==== Trecho para leitura ====

As bulas desses medicamentos precisam trazer obrigatoriamente informações sobre os efeitos adversos que os anticoncepcionais podem provocar, o que inclui eventos tromboembólicos. “É um risco que a paciente tem e é obrigação do médico informar sobre ele na consulta inicial. O ginecologista precisa ver o histórico pessoal e familiar para, assim, indicar o melhor método contraceptivo, pois há muitos”, acrescentou.
Estima-se que o uso de anticoncepcionais aumente em até quatro vezes o risco de desenvolver um evento tromboembólico. “Mas a gravidez e o pós-parto também aumentam muito esse risco. Há um aumento de até 15 vezes no risco durante a gravidez e no pós-parto. A menina que fica com medo e para de tomar, o risco de ela ter uma trombose durante a gravidez é muito maior do que usando qualquer anticoncepcional”, acrescentou Marta Franco Finotti. Ainda de acordo com ela, o risco diminui consideravelmente após um ano de uso do medicamento.
O ginecologista que atua nos hospitais Albert Einstein e São Luiz José Bento afirma que essas complicações são raras. “Isso é muito raro. Em 30 anos de profissão, prescrevo muito anticoncepcional e nunca vi, nunca conheci alguma paciente que sofreu uma reação adversa grave por causa de pílula. Pode acontecer? Pode. É a mesma coisa de andar no automóvel. A gente respeita as leis de trânsito, toma cuidados, mesmo assim pode bater o carro e morrer”, comparou.
Além disso, Bento afirma que os anticoncepcionais podem trazer inúmeros benefícios para a saúde da mulher. “Tem muitas pesquisas que mostram diminuição em incidência de câncer de mama nas mulheres que tomam pílula. Isso ainda é uma incógnita, mas já se sabe que o anticoncepcional diminui câncer de ovário, incidência de endometriose, protege a paciente de desenvolver cistos no ovário, previne alguns tipos de infecção, preserva a fertilidade”, apontou.
A cabelereira Lydyany Furbino Palladino, 38, perdeu uma das pernas no ano passado após sofrer uma trombose. Ela conta que começou a tomar o anticoncepcional com 16 anos e a fumar aos 17 anos. “Eu sempre fumei e sempre comprei o anticoncepcional com prescrição médica, mas o médico nunca me perguntou se eu fumava, nem se eu tinha histórico de trombose e hipertensão na família. A minha mãe é hipertensa”, conta.

==== Os registros ====

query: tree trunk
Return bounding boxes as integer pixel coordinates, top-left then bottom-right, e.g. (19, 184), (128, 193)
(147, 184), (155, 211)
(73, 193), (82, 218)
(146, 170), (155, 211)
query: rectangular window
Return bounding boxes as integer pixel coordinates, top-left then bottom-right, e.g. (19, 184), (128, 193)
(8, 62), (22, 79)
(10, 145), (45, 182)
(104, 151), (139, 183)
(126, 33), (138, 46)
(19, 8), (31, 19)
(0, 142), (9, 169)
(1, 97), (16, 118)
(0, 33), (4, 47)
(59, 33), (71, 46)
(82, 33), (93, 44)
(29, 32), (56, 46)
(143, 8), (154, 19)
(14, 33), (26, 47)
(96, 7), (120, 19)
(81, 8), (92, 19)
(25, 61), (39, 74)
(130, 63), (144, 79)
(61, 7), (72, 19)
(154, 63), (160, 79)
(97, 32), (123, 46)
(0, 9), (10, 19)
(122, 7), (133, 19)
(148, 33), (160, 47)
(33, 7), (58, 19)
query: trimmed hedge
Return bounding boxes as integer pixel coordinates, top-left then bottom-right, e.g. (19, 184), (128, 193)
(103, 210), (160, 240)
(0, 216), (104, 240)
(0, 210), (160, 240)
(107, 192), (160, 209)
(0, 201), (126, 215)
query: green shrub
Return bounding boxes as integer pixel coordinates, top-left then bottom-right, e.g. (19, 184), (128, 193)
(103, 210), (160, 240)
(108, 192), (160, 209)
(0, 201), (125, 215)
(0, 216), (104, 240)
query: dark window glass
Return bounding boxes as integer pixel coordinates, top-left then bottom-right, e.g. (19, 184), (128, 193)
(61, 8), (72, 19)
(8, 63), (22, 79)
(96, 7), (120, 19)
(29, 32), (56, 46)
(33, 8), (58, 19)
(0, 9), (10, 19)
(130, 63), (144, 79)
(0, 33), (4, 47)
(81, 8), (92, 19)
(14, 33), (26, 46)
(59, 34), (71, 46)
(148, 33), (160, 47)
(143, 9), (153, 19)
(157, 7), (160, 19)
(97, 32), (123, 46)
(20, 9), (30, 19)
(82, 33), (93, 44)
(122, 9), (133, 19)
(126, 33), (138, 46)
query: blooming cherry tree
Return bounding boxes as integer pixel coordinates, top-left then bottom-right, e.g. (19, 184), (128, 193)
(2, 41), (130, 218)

====

> **Tarefa 1**: Extraia do trecho sobre anticoncepcionais a parte que começa em "Estima-se que o" e segue até "uso do medicamento.".
> **Tarefa 2**: De acordo com o trecho sobre anticoncepcionais, em até quantas vezes a gravidez e o pós-parto aumentam o risco de evento tromboembólico?
> **Tarefa 3**: Liste os benefícios que, segundo José Bento no trecho sobre anticoncepcionais, "já se sabe" que o anticoncepcional traz.

> **Resposta 1**:
Estima-se que o uso de anticoncepcionais aumente em até quatro vezes o risco de desenvolver um evento tromboembólico. “Mas a gravidez e o pós-parto também aumentam muito esse risco. Há um aumento de até 15 vezes no risco durante a gravidez e no pós-parto. A menina que fica com medo e para de tomar, o risco de ela ter uma trombose durante a gravidez é muito maior do que usando qualquer anticoncepcional”, acrescentou Marta Franco Finotti. Ainda de acordo com ela, o risco diminui consideravelmente após um ano de uso do medicamento.

> **Resposta 2**: Em até 15 vezes.

> **Resposta 3**:
- Diminui o câncer de ovário.
- Diminui a incidência de endometriose.
- Protege a paciente de desenvolver cistos no ovário.
- Previne alguns tipos de infecção.
- Preserva a fertilidade.